Hunt for the word "from" across the entries below, copying each line that holds it.

* * * * * * *

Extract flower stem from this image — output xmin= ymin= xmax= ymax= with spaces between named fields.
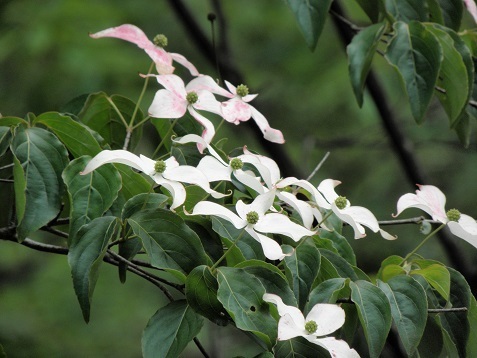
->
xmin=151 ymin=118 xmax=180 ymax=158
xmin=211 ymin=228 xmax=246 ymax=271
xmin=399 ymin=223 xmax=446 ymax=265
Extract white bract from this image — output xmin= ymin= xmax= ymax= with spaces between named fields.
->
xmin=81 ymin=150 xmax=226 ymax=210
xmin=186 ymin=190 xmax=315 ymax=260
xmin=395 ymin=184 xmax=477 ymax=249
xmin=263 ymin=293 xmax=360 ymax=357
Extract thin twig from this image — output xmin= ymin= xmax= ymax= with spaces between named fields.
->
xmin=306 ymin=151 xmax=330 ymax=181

* * * * * * *

_Reply to the task_:
Extract flower stem from this image — output xmin= ymin= xmax= ymax= with spaces between named fields.
Extract white bract from this image — output xmin= ymin= xmax= ymax= with spaces between named fields.
Extract thin twig from this image — output xmin= ymin= xmax= ymax= with spaces between named fields.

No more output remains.